▶ _DIRECTIVE_
Extend the reminiscence about Denison, Texas, shown below, starting after its final sentence.

▶ _PROVIDED PASSAGE_
※ ※ ※
Web Analytics
Pastel Days In Texas « The Thinking Housewife
The Thinking Housewife
 

Pastel Days In Texas

September 7, 2020

 

Kemper’s “Cowboy Shop”, near Denison, Texas.  My aunt and uncle’s early-1950s Ford is parked under the word “Cowboy”.  June 1958.

ALAN writes:

One reason older people look back as often as they do is because they know “the sands of time” are running out and they want to remember the best moments and people in their lives before it is too late to remember anything.

In my case, that involves moments and people in the old railroad town of Denison, Texas.

In the years 1958-’62, my aunt and I exchanged dozens of letters. At ages 8-12, I had an impulse to write to her and my uncle every week or so, doubtless partly because I was an only child, but also because Aunt Rose always responded promptly to my letters with detailed, informative letters of her own.  I wrote to tell them about the ordinary events in our lives, and she told me about their lives in Denison.

If I could do it all over again and get it right the second time, I would have saved all of her letters. But alas, they are long gone.  My mother was not a saver, and I was too young to understand what those letters would mean many decades later.

The last letter I received from Aunt Rose was in 1967.  A year or so later, they moved back to St. Louis after Uncle Lawrence retired from his job with the Katy Railroad.  I remember that they were with us in our living room on Christmas Eve night in 1968 when we listened to astronaut Frank Borman reading a passage from the Bible during the flight of Apollo 8.
※ ※ ※
(Dataset records)
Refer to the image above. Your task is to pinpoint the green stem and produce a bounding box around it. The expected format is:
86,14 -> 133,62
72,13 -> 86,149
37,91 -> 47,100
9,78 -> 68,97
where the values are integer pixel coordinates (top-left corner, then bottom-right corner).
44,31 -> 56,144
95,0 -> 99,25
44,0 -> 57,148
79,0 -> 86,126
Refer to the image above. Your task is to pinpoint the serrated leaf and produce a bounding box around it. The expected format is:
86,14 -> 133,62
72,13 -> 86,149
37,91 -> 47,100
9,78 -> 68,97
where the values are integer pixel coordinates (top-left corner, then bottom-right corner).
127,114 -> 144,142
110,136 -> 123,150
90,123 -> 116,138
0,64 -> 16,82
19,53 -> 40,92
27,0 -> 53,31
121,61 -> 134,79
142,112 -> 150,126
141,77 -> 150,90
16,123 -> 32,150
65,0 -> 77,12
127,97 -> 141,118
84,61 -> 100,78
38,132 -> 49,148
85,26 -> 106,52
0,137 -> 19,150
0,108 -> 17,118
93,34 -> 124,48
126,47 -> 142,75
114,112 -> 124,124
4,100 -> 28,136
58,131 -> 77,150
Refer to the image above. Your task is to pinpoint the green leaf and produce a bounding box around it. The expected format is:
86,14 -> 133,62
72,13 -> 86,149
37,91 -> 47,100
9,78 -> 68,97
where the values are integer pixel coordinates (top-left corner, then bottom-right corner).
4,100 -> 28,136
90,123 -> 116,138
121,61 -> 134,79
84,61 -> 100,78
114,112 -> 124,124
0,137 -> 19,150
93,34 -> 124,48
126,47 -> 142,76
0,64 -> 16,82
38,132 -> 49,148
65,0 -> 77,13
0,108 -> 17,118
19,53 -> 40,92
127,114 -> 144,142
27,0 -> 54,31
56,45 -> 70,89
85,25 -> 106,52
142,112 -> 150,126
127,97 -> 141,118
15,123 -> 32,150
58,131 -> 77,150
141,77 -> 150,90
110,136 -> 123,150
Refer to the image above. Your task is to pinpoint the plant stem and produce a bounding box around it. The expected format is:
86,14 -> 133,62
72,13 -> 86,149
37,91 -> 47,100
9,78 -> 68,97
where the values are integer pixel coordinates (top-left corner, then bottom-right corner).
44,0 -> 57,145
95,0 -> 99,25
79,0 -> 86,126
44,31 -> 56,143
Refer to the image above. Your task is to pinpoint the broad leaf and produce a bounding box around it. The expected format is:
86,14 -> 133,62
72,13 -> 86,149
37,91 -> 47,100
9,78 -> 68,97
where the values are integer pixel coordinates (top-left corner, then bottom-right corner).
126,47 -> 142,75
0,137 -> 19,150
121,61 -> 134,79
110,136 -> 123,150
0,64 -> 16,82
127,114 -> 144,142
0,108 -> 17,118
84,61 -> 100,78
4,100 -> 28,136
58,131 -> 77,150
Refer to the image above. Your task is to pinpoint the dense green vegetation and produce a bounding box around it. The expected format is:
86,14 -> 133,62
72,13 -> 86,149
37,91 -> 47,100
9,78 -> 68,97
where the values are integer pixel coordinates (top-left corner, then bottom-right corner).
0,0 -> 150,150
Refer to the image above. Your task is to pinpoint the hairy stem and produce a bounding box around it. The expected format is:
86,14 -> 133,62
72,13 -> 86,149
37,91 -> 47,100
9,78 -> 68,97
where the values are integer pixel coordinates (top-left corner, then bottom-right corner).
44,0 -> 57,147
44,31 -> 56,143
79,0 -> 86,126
※ ※ ※
▶ _ANSWER TO THIS PROBLEM_
When walking through a Catholic cemetery, I often pause at the monument bearing their names and the years of their lives.  I stand there on summer days and glance toward the rolling green hills in the cemetery as I recall similar summer days at their home in Denison in the years 1958-’63, remembering how kind they were to their young nephew, and acutely aware of how much I owed to them but never paid them.

My aunt and uncle were two of the kindest, most gentle people I ever knew.  They were lifelong Catholics.  Their marriage lasted a lifetime. They had no children.  The earliest pictures I have in which they appear are from the summer of 1927 when they visited my uncle’s Aunt Anna Rose and her husband Frank at their two-story, white-frame house in the small coal-mining town of Pocahontas, Illinois.

My uncle worked for the Missouri-Kansas-Texas Railroad in an office in the huge Railway Exchange Building in downtown St. Louis (now abandoned and lifeless).

My aunt was fifteen years older than my mother.  They were the closest of sisters-in-law for seventy years.  In those pictures from 1927, she was of normal height and weight.  In the years when I knew her best, she was overweight.  She lived 97 years.

Her friends included several Catholic nuns.  In the 1980s, she was grateful for a book I managed to find for her about the history of the Sisters of the Blessed Virgin Mary.

It was not choice but circumstance that impelled them to leave St. Louis and move to Texas in 1957, when I was seven years old.  The Katy Railroad abruptly moved its offices to Denison and advised its employees to do likewise if they wanted to keep their jobs.  My aunt and uncle did not want to move to Texas, but it was a powerful incentive, so they did.

For a few weeks in the summers of 1958-’59, my mother and I visited them at their home in Denison.  We got there and back by passenger trains.  Those were among the happiest days I have ever known.

It is the ordinariness and orderliness of those days that linger in my memory.  There was nothing extraordinary, “exciting”, fast, or loud.  It was all so peaceful there.  My aunt and uncle were as far as you can get from fast folk.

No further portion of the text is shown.